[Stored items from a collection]
********************
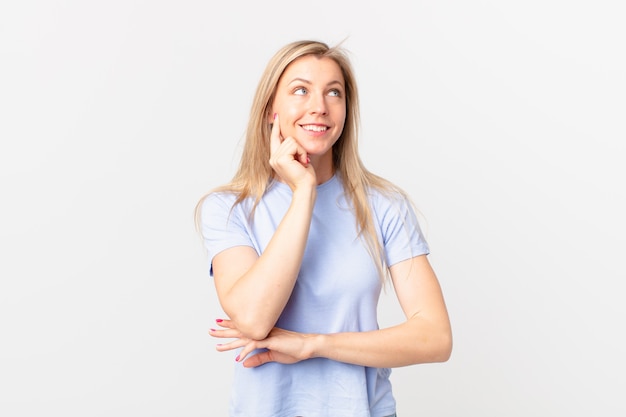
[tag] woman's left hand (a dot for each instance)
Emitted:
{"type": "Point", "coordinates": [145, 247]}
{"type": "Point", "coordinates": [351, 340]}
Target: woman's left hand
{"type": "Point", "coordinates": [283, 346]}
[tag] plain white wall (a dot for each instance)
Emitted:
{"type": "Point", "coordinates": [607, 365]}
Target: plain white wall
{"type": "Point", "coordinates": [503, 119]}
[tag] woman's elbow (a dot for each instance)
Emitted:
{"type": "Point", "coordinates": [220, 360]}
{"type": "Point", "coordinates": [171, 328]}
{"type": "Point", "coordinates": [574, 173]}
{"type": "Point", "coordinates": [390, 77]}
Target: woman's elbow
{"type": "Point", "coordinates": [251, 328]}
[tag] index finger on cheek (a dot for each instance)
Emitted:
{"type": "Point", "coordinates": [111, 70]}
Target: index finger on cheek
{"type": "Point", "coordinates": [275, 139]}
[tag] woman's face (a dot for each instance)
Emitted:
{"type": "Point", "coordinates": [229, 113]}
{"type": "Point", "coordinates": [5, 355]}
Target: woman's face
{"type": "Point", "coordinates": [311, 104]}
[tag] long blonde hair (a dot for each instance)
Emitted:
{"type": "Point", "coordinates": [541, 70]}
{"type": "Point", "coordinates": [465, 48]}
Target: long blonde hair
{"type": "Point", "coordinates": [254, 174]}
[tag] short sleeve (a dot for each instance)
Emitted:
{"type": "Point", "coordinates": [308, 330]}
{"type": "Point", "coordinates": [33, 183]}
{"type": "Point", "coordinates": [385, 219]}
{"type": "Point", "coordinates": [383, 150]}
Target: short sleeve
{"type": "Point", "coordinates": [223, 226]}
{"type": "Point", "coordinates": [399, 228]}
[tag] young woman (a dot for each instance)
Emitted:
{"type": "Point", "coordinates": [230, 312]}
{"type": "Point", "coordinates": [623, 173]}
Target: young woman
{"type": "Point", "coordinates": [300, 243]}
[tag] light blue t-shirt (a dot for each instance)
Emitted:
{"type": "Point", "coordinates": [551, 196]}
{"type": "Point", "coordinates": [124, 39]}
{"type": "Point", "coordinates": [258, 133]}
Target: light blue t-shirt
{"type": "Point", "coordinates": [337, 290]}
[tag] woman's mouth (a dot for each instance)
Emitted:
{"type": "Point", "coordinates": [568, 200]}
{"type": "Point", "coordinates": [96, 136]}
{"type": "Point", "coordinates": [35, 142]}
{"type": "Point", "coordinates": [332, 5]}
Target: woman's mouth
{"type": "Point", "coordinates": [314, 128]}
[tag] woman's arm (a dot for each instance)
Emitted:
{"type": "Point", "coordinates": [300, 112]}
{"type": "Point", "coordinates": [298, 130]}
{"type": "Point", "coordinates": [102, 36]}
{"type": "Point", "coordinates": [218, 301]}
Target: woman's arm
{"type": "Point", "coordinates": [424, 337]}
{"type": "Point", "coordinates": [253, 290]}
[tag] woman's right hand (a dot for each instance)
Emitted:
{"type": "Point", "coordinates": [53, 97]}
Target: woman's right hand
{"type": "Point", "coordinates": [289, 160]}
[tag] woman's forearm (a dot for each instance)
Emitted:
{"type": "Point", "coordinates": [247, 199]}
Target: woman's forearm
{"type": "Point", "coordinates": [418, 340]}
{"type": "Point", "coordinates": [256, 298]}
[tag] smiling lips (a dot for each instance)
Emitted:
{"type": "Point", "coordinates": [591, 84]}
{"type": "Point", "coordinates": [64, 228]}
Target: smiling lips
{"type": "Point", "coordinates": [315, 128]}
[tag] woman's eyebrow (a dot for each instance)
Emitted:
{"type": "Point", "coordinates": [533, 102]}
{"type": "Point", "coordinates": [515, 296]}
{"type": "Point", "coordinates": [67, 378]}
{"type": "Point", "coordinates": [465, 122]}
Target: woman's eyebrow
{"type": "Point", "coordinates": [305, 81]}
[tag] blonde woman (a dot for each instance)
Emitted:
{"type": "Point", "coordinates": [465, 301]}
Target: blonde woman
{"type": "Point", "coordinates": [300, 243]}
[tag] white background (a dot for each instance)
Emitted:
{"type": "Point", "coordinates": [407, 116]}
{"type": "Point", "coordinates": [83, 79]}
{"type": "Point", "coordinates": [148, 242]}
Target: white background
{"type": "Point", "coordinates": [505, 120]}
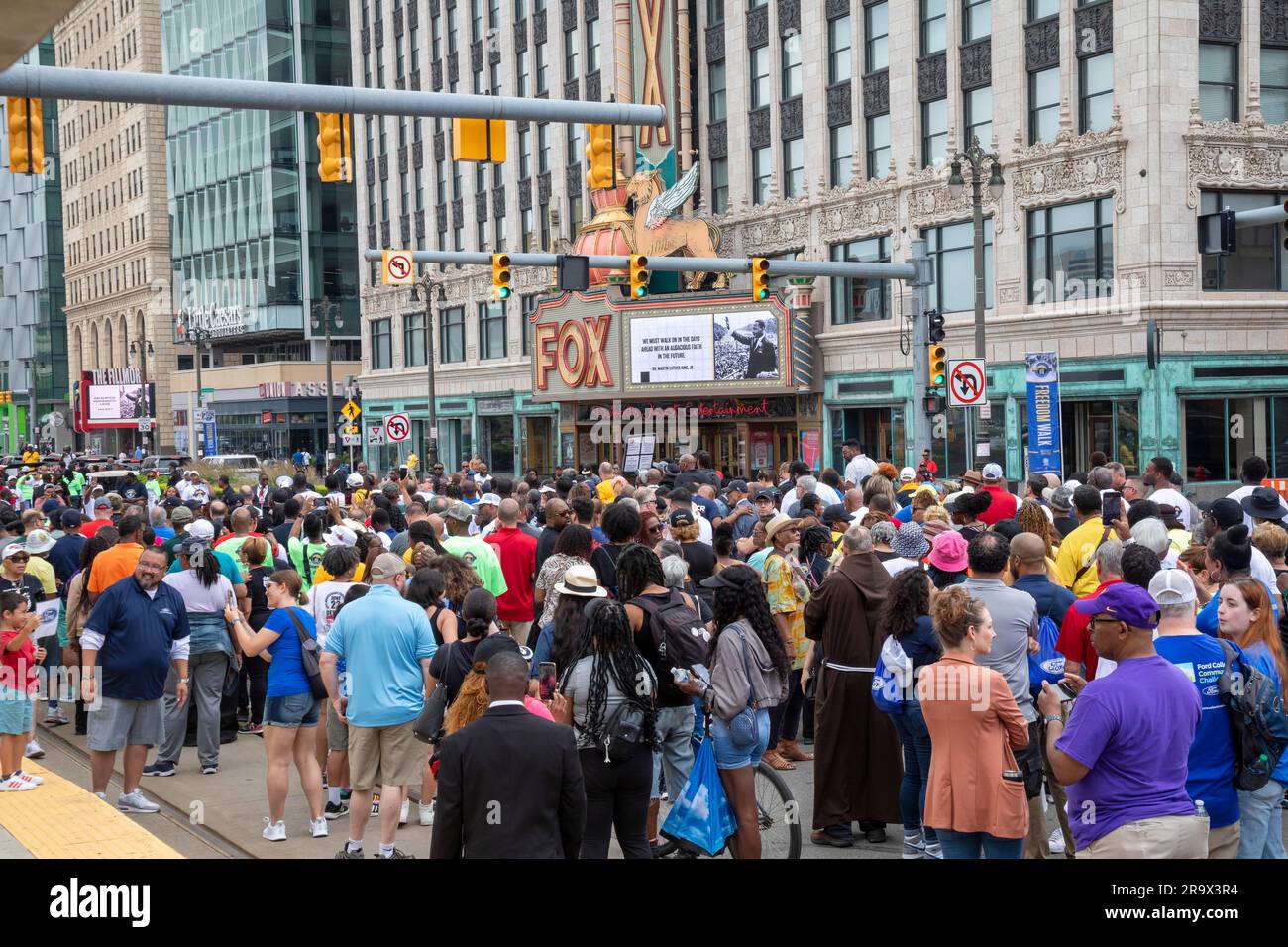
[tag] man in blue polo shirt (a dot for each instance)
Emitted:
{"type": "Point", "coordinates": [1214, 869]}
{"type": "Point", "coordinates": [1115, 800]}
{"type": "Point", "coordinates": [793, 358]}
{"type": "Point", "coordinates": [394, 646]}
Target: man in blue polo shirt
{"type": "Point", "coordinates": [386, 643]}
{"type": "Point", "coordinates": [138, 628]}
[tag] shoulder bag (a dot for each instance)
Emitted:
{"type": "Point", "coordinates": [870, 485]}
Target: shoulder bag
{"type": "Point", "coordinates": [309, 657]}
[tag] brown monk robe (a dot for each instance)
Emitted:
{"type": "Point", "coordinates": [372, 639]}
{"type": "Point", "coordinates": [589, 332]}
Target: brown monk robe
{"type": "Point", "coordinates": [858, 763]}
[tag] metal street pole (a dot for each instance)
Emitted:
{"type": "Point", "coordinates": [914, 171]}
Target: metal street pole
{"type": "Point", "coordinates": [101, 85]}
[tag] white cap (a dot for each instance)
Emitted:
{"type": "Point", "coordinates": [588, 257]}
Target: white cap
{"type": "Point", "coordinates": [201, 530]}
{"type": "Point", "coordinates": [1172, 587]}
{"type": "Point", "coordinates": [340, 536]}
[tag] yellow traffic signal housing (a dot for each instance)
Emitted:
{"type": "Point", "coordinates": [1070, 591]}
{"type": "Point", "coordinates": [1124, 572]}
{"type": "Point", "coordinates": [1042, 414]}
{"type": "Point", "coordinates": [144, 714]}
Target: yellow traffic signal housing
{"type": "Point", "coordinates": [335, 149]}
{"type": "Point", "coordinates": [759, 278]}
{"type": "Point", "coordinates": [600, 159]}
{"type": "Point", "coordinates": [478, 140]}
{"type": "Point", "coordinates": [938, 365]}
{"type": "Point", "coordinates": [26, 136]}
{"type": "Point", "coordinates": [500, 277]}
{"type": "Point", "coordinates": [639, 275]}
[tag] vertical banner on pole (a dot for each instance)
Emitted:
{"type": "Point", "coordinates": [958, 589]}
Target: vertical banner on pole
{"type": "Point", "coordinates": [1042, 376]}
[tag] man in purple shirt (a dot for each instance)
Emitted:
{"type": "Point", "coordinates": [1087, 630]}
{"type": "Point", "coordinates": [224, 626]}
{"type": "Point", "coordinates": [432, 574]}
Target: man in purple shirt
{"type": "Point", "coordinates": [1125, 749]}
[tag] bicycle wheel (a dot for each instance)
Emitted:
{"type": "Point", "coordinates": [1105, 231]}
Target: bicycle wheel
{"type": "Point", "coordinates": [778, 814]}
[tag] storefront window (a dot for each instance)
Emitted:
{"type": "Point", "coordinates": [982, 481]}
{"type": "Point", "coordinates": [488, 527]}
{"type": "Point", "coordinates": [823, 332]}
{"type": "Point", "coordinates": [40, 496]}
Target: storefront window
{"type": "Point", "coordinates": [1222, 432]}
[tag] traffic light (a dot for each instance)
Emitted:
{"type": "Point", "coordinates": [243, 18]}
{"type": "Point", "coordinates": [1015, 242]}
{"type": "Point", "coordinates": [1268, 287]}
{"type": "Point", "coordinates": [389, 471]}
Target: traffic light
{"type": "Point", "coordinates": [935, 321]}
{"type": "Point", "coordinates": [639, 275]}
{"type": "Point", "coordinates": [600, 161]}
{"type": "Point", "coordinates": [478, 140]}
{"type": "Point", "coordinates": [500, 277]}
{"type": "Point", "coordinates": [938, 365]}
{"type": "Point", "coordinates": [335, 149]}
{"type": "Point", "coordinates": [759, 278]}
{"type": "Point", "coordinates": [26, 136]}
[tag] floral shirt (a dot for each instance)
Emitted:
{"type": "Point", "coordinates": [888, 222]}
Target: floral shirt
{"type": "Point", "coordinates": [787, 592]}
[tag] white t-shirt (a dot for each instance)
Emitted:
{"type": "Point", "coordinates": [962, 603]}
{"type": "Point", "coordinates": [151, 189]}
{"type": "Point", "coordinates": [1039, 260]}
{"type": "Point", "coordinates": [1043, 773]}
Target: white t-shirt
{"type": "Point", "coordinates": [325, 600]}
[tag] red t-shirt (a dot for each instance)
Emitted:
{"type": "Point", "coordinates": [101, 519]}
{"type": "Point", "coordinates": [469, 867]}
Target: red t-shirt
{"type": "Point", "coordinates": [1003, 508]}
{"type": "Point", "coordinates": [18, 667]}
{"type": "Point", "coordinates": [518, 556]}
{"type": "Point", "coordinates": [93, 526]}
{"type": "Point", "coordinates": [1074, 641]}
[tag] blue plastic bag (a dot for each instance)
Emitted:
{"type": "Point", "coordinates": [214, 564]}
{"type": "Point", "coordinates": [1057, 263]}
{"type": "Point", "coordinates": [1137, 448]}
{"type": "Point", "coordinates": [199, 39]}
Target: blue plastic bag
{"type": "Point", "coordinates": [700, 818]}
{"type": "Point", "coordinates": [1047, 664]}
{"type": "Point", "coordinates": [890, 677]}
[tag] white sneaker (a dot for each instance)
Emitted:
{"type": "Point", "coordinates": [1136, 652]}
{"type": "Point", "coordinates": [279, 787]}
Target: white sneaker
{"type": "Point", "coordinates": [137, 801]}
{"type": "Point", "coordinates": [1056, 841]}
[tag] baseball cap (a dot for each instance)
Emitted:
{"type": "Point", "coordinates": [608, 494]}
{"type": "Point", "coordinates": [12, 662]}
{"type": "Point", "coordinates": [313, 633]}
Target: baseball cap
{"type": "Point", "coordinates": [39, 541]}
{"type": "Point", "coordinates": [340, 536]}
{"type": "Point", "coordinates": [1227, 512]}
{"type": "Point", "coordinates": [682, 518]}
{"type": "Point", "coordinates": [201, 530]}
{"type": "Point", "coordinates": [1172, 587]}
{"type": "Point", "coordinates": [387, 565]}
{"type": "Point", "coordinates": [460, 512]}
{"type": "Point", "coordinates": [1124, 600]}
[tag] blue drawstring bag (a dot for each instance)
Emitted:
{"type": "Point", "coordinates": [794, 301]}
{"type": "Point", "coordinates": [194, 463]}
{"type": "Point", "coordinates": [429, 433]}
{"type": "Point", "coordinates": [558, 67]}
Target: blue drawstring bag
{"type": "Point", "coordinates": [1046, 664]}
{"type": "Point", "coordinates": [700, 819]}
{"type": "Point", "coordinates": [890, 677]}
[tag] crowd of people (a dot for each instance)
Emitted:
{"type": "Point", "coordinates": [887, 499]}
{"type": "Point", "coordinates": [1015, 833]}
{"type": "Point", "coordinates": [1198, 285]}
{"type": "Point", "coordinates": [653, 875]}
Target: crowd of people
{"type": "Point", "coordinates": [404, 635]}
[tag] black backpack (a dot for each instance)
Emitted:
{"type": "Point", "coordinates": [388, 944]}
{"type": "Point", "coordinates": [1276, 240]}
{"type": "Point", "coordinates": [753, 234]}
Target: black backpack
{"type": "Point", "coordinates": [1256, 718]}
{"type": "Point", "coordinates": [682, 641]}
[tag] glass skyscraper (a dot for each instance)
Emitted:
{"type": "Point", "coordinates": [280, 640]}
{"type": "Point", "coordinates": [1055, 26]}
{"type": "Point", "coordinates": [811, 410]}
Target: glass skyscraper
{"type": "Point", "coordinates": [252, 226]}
********************
• _Objective_
Produce an exact copy of the lines from the one containing "[tag] crowd of" through the last line, and of nothing else.

• _Answer to this task_
[tag] crowd of people (a dot for each instance)
Emitted:
{"type": "Point", "coordinates": [887, 499]}
{"type": "Point", "coordinates": [1015, 833]}
{"type": "Point", "coordinates": [1198, 285]}
{"type": "Point", "coordinates": [653, 875]}
Target: crowd of people
{"type": "Point", "coordinates": [404, 635]}
[tag] black backpack (a dot for each instance)
Emitted:
{"type": "Point", "coordinates": [388, 944]}
{"type": "Point", "coordinates": [1276, 240]}
{"type": "Point", "coordinates": [753, 234]}
Target: black backpack
{"type": "Point", "coordinates": [1256, 718]}
{"type": "Point", "coordinates": [682, 641]}
[tag] glass skyscraper (a dot for each instance)
Emitted:
{"type": "Point", "coordinates": [280, 640]}
{"type": "Point", "coordinates": [1055, 26]}
{"type": "Point", "coordinates": [811, 410]}
Target: glass skyscraper
{"type": "Point", "coordinates": [252, 226]}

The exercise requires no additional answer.